Stated exercise: From the material below, pull out every line that contains the word "blue", matching case exactly.
━━━━━ Material provided ━━━━━
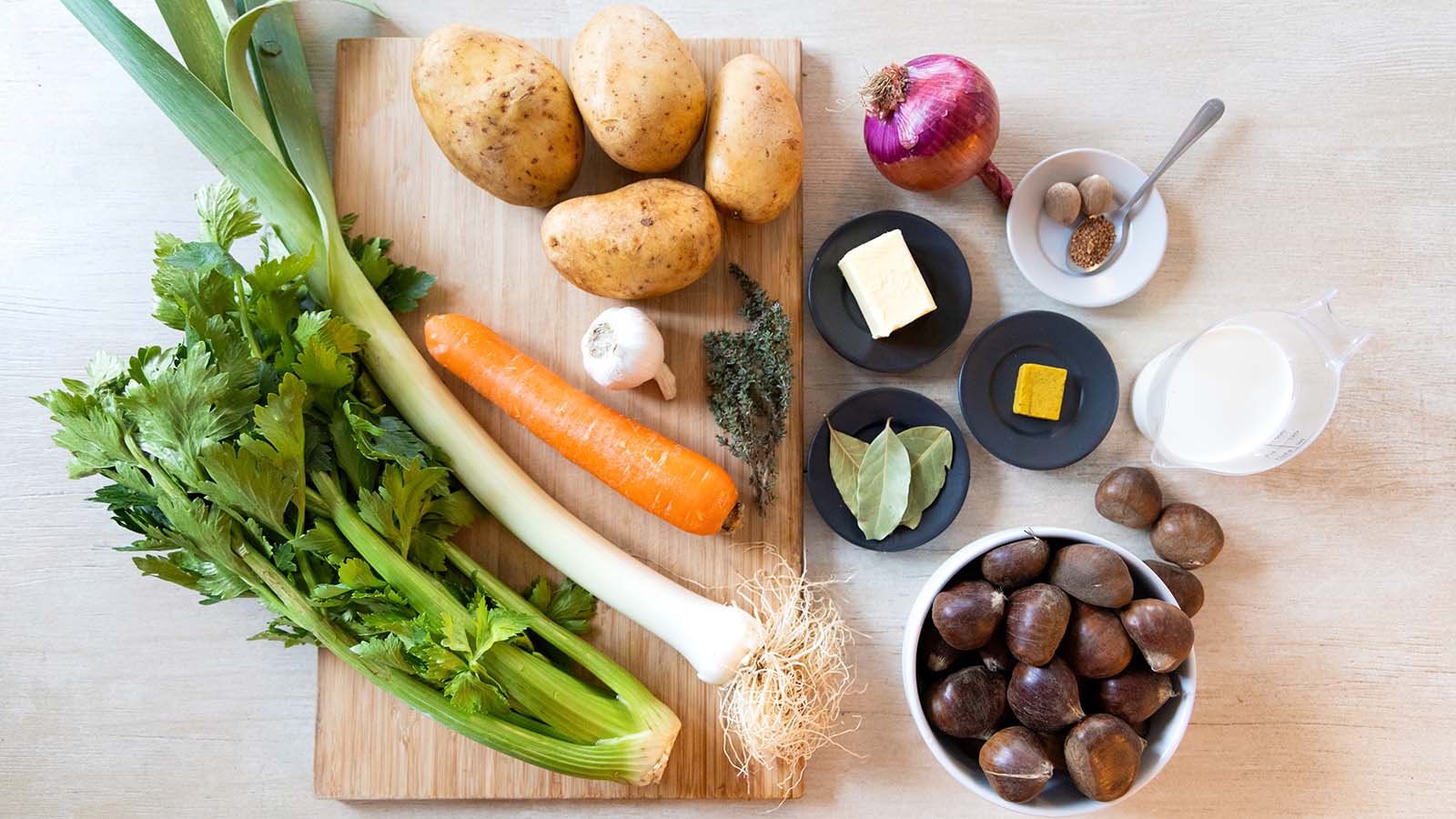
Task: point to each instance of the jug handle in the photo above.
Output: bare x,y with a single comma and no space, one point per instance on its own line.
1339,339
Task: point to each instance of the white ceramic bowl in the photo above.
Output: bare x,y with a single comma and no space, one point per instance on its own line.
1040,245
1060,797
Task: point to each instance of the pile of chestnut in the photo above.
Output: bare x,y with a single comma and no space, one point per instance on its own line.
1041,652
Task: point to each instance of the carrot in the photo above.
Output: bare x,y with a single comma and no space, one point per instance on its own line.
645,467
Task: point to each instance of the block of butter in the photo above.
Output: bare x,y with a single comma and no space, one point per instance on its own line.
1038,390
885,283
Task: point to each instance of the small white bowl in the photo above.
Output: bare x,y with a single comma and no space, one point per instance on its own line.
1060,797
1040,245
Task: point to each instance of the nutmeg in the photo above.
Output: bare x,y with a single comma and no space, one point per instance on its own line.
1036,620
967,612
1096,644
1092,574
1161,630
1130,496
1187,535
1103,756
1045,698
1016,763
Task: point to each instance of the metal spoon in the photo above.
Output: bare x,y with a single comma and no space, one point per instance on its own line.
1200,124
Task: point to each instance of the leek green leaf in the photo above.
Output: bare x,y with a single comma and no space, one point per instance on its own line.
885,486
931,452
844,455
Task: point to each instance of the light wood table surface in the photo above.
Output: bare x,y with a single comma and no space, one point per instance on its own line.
━━━━━
━━━━━ Material provided ━━━━━
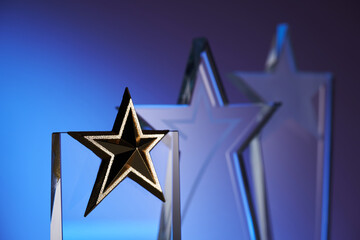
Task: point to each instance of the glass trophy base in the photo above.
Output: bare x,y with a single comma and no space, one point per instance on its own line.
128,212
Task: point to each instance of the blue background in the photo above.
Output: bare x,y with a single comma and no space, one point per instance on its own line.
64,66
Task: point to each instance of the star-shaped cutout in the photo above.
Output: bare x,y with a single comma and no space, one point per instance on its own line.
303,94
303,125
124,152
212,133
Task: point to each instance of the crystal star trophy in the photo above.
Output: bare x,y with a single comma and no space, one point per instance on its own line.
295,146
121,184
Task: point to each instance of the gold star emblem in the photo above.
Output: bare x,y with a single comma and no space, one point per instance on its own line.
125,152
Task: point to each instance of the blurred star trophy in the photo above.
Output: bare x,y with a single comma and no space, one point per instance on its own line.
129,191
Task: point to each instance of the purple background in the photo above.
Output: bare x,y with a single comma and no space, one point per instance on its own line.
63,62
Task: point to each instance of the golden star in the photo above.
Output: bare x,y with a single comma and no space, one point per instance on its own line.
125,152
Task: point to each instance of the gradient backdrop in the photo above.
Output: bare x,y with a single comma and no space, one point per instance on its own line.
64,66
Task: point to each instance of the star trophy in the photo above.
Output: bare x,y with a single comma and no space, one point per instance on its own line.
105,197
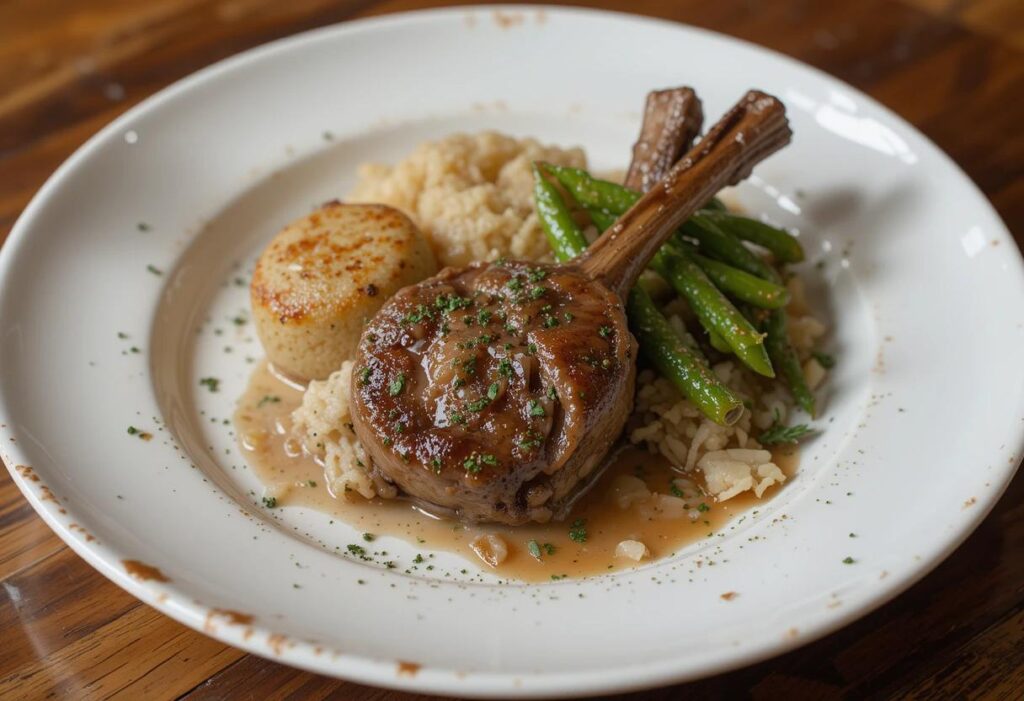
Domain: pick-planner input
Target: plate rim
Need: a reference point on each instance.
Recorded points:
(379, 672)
━━━━━
━━━━━ Material provided ━━━━━
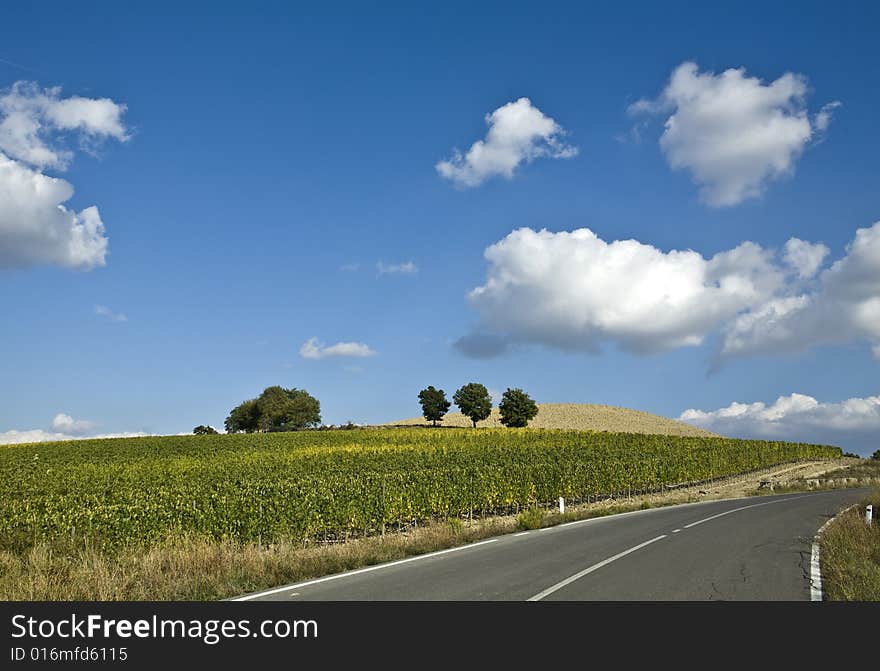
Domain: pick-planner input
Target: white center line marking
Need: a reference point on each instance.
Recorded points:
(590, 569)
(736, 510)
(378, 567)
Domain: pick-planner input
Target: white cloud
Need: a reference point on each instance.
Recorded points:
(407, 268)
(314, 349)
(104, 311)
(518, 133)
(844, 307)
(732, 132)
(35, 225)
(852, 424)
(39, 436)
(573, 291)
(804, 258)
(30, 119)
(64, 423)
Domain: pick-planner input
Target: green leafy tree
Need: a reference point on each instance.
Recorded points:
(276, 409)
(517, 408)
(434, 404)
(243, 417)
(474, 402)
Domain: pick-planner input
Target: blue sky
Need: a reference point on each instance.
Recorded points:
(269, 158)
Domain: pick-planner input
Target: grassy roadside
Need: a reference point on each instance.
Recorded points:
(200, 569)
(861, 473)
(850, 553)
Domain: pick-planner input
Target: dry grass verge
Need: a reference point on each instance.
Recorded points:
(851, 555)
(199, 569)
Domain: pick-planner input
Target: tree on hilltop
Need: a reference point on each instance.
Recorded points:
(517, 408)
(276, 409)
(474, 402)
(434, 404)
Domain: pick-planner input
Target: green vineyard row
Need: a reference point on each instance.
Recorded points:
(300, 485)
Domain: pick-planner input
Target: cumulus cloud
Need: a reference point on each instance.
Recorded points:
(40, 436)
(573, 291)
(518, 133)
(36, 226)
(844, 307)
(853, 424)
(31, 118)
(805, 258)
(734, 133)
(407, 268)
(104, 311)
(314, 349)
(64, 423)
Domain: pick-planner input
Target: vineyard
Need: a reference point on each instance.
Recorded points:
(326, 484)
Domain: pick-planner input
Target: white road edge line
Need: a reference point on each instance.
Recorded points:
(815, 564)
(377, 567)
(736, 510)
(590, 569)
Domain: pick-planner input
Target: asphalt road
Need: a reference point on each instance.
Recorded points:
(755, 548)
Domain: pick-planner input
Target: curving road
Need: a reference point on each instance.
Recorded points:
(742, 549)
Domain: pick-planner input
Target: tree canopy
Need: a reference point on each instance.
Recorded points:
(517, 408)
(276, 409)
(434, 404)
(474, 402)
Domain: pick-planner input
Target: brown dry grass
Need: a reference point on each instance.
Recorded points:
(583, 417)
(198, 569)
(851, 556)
━━━━━
Complete answer:
Task: point to each instance of the blue background in the photo above.
Target: blue sky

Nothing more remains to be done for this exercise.